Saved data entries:

________

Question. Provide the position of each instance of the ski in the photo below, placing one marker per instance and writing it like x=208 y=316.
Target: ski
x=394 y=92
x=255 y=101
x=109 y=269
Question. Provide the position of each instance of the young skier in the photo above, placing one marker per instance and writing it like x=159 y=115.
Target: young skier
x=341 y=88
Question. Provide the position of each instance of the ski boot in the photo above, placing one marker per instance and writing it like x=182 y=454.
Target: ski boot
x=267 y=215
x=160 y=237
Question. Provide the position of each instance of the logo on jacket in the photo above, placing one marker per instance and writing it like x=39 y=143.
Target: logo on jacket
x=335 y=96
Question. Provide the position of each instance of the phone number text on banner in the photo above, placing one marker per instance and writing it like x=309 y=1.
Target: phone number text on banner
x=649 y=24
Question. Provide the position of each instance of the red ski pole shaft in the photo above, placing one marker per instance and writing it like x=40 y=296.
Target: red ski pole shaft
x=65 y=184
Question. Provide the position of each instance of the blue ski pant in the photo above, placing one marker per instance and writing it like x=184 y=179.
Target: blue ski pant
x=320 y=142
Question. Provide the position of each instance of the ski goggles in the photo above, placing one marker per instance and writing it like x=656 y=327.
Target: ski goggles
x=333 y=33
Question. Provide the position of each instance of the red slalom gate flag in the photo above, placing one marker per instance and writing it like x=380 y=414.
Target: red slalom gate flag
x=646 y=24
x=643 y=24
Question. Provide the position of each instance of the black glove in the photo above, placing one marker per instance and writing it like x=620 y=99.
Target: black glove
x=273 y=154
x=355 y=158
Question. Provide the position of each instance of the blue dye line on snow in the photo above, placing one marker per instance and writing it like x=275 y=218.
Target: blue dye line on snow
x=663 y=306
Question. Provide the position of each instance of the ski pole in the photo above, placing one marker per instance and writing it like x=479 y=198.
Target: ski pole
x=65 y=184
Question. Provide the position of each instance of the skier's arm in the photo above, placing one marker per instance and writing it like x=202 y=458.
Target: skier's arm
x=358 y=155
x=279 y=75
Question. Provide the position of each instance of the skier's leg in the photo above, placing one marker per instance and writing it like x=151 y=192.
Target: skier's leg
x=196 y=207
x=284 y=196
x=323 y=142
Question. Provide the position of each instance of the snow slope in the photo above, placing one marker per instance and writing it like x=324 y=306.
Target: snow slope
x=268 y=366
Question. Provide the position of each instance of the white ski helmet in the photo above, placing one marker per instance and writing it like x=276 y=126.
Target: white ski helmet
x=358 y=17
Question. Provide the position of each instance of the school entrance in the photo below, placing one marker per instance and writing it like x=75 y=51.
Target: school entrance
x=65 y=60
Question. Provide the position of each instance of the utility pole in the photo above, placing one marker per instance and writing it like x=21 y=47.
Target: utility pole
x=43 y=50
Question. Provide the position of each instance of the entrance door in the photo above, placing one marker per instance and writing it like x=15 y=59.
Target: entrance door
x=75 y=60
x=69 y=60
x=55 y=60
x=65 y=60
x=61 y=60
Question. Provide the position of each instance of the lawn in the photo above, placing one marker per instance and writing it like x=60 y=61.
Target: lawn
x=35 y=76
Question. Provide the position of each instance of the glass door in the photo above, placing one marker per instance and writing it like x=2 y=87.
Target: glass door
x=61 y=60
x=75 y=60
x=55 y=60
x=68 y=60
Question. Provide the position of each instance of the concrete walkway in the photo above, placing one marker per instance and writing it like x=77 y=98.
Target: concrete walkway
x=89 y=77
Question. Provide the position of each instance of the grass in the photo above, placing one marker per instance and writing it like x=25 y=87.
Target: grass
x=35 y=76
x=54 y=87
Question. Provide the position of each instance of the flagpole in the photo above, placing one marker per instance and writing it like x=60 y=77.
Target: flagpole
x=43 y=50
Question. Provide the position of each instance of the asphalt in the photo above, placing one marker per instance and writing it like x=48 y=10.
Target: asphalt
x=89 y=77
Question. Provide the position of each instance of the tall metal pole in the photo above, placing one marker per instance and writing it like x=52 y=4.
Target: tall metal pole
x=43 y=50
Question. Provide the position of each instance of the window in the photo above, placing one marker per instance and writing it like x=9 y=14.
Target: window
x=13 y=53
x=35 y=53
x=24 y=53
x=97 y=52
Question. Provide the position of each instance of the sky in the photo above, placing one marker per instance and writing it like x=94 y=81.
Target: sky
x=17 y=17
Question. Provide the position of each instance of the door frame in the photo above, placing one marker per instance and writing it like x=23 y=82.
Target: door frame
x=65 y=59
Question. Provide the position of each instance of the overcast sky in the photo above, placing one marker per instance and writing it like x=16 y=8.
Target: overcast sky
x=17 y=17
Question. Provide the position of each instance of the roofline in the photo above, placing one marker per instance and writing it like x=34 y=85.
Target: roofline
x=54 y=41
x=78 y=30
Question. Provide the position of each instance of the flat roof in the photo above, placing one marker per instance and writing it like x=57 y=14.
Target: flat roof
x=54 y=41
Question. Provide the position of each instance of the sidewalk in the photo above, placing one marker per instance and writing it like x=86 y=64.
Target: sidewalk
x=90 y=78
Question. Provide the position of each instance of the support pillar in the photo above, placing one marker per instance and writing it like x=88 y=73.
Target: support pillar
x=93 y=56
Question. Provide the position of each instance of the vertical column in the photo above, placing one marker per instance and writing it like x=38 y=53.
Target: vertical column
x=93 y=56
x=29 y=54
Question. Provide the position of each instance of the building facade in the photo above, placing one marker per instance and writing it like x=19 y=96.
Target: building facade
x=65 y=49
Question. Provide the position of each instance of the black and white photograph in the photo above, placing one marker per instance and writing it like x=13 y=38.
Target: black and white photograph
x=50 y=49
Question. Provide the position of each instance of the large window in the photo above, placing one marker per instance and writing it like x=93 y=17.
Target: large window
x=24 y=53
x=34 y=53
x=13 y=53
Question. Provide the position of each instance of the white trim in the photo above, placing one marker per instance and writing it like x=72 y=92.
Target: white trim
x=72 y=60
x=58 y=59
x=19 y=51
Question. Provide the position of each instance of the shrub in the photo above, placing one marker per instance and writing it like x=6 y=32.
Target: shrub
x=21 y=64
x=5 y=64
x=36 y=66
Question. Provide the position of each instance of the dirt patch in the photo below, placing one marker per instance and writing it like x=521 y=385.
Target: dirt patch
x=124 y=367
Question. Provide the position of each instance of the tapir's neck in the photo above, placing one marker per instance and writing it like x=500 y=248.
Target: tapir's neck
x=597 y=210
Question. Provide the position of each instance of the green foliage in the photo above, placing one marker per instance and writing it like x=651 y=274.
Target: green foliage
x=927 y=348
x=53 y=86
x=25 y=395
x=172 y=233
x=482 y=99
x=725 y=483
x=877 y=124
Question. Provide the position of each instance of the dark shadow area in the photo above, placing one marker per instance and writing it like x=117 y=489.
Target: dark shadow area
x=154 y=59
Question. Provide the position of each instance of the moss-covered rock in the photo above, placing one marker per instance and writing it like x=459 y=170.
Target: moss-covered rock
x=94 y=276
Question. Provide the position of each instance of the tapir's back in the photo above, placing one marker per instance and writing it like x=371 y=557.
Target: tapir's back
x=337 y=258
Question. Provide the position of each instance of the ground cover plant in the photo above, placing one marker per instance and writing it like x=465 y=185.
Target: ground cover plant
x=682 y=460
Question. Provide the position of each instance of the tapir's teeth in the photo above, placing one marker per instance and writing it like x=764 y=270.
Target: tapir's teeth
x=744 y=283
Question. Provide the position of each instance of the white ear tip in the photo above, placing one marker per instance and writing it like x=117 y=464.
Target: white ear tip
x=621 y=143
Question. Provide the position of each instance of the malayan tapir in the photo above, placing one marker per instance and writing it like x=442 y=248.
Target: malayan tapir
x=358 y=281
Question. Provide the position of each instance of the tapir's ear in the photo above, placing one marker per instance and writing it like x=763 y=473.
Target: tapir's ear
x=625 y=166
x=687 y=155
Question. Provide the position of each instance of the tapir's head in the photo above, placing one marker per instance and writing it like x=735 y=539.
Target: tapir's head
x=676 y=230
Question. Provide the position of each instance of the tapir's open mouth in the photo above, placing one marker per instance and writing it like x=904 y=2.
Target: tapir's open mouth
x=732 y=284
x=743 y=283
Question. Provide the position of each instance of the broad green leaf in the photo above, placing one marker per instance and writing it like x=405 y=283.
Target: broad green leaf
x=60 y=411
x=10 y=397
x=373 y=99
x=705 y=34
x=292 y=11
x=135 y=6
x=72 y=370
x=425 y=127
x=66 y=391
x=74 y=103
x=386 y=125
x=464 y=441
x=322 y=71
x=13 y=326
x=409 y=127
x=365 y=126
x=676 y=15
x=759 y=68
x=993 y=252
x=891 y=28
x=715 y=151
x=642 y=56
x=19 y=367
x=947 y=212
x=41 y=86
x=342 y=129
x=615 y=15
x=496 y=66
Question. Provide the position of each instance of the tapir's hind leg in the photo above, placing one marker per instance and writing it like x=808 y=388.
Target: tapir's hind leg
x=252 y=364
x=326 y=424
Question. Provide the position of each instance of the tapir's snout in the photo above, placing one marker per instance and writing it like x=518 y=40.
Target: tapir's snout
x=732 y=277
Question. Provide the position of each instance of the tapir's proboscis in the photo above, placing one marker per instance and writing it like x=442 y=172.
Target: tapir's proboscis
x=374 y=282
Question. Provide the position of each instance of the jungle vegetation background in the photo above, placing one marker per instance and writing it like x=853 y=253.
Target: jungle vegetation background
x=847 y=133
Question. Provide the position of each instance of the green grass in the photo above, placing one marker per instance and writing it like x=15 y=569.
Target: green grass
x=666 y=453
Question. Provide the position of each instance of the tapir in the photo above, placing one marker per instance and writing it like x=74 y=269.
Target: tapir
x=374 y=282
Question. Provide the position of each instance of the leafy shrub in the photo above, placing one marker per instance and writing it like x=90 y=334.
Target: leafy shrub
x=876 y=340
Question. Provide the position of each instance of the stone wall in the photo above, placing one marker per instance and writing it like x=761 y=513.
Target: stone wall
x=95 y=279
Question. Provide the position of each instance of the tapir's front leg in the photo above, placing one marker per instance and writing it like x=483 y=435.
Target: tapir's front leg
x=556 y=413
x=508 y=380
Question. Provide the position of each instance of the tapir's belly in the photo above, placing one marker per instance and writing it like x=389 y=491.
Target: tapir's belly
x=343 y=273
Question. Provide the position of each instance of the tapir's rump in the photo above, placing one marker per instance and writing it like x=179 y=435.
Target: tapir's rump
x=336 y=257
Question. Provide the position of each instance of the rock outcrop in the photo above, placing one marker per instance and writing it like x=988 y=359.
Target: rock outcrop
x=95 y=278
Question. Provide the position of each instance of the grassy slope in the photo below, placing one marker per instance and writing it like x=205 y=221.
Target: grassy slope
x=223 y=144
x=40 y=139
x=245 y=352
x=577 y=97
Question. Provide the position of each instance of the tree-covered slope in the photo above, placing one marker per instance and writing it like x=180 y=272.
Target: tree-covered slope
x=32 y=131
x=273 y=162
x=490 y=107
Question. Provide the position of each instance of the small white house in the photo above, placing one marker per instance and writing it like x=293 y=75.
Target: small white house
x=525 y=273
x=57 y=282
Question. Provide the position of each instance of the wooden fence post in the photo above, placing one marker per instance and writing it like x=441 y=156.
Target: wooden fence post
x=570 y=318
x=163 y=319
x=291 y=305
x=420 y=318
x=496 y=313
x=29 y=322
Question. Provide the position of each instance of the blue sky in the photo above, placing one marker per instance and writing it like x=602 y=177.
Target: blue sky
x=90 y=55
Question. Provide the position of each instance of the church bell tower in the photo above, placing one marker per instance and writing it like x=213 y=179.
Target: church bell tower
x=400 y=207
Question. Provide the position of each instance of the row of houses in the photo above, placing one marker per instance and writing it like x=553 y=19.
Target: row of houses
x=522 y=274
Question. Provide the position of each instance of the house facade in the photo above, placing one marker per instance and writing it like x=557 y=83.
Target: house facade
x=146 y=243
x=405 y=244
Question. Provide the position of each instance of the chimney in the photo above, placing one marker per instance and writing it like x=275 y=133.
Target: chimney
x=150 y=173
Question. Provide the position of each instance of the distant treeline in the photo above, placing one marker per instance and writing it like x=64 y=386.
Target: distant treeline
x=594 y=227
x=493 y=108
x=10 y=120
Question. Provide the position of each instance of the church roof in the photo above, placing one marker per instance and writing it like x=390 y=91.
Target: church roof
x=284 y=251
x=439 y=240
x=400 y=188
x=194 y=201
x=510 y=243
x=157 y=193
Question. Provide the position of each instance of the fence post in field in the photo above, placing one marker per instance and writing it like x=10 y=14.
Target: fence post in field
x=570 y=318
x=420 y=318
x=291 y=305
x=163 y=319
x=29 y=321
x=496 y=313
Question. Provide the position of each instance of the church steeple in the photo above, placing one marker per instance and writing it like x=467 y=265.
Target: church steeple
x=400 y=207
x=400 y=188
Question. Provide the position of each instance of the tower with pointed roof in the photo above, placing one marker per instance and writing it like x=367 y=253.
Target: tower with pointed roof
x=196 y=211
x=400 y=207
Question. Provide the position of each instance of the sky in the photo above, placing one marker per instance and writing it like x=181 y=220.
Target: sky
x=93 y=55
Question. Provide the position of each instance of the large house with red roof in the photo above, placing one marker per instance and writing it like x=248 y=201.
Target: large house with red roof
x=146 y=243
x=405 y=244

________

Action item: Check each line of the entries, and copy the ones that contain "below".

Solution for this exercise:
Question. Provide the position of each instance of the ski in the photo below, placing one marker per instance and writing it like x=208 y=316.
Question. Provide the position of each instance of the school entrance in the photo below, placing one marker per instance and writing it like x=75 y=51.
Question. Provide the position of each instance of the dirt patch in the photo below, placing one marker per instance and writing it like x=521 y=385.
Question. Provide the position of each instance of the grassy slope in the photo below, placing one marker per instance and writing it like x=205 y=221.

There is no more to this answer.